→ Selection

Posted on December 12, 2025 20 Comments

We all know that the Aussies and Kiwis are falling over themselves to suck up to Fiji to keep it out of the clutches of the Chinese and inside the orbit of the democracies. But does the Australian High Commissioner to Fiji, Peter Roberts, really have to wear a sulu to official functions at which he is representing his government and the Australian people?

The sulu vakaturaga is Fijian national dress. It is not worn in Australia. And so for the country’s official representative to Fiji to embrace it suggests, at the very least, someone trying just a little too hard to ingratiate himself with the locals. Some people less generous might say it is cultural appropriation. But is it entirely necessary?

Grubsheet grew up in a Fiji where no adult outsider wanting to be taken seriously would wear a tailored sulu vakaturaga to any function, let alone in an official capacity. There were one or two eccentric “Europeans” who might have done so but they were never taken seriously. If their sons went to local schools, they might have worn sulus as part of their uniform. And of course, almost everyone wore a casual, printed sulu around the house out of hours just for comfort in the heat.

Are the other diplomatic representatives in Fiji wearing sulus in public? The Chinese, the Japanese, the Koreans, the Indians, the French, the Cubans? Or even the Papua New Guineans, the Ni Vanuatu and the Tuvaluans? Nope. So why is the Australian High Commissioner doing so?

→ Data records

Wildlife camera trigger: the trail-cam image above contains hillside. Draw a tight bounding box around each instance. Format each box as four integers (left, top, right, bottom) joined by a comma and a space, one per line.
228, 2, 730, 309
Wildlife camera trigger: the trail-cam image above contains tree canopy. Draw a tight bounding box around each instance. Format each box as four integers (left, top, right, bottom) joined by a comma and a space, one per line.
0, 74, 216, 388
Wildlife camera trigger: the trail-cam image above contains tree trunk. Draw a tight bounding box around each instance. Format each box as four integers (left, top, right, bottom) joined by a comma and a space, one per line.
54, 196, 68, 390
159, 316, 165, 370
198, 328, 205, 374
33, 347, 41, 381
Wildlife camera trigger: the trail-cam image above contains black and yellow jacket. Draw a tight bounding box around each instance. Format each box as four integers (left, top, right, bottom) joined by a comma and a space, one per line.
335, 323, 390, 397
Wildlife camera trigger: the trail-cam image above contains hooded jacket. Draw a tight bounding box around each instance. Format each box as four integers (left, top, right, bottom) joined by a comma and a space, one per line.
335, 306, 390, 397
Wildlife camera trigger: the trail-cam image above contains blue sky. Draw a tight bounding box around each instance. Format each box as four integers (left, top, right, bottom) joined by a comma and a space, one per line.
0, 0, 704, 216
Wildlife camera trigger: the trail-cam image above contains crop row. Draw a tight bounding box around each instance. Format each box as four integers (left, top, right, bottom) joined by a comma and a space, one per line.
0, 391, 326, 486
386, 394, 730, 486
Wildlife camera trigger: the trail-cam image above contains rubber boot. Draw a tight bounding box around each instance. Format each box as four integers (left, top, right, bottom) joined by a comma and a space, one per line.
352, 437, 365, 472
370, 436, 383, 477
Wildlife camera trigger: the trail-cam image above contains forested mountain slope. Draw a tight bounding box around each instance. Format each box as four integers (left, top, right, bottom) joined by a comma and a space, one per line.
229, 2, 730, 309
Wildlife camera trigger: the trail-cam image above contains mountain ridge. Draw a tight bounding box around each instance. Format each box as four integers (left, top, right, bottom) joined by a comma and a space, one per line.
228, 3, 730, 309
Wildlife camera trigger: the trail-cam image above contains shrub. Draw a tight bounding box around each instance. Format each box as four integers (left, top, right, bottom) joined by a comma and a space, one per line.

→ Tasks to perform
1. In the post about the High Commissioner's sulu, what reason is given for saying that his wearing the sulu vakaturaga suggests he is trying too hard to ingratiate himself? Answer in one to three sentences.
2. According to the post about the High Commissioner's sulu, who is the Australian High Commissioner to Fiji?
3. Carry the post about the High Commissioner's sulu forward from its final paragraph.
The lines above stand apart from the post about the High Commissioner's sulu and are separate material.

→ Responses to the exercise
1. The sulu vakaturaga is Fijian national dress and is not worn in Australia. For Australia's official representative to adopt it therefore suggests, at the very least, someone trying a little too hard to win favor with the locals.

2. Peter Roberts.

3.
I don’t know Peter Roberts but the perpetual grin on his face suggests that he is a gregarious, party-loving type who is desperate to be liked. But he should do himself and the nation he represents a favour and stop eroding his credibility by embracing a gesture of cultural identity that many people might find quaint and amusing but doesn’t mark him out as a serious person in local eyes.

There will inevitably come a time when the current back-scratching between the two countries gives way to tough talk. When that happens, does Peter Roberts envisage standing in front of a Fijian Prime Minister lodging a formal diplomatic protest while wearing Fijian national dress?

Call me old fashioned, but the Aussie High Commissioner needs to put his trousers back on and rejoin the grown-ups.

————-

Peter Roberts at his most recent official outing in a double act with the Minister for Health.

But it’s not the first time.

Wearing a sulu for a Christmas Party might be acceptable…

Amazing to have @FNUFiji Fiji National University Choir from Lautoka at the 🇦🇺 residence last night – first taralala of the festive season! Please listen it is beautiful! pic.twitter.com/Liq9kWkRC3

— Peter Roberts (@AusHCFJ) December 3, 2025

But at official functions? What about the irony of this – High Commissioner Roberts in a sulu and Ro Filipe Tuisawau – the Minister for Public Works – in trousers.

Sorry but the joke’s on you, mate.

And at least do your sandals up.

Reader Interactions

Comments

  1. Too Much Tabetabe says

    December 12, 2025 at 7:14 am

    Too much tabetabe the Aussies. That sulu will fall and fly away to China with the current tropical disturbance near Vanuatu. On a serious note, Australia 🇦🇺 has compromised its foreign policy by forgetting all Fiji issues at the cost of the Chinese threat.

    Reply
    • Graham Davis says

      December 12, 2025 at 7:52 am

      For the benefit of the Aussies:

      Tabetabe: To cater to (someone), play up to someone, flatter deceptively to gain favour, to be supportive.

      I’d say “flatter deceptively to gain favour” in this instance, wouldn’t you?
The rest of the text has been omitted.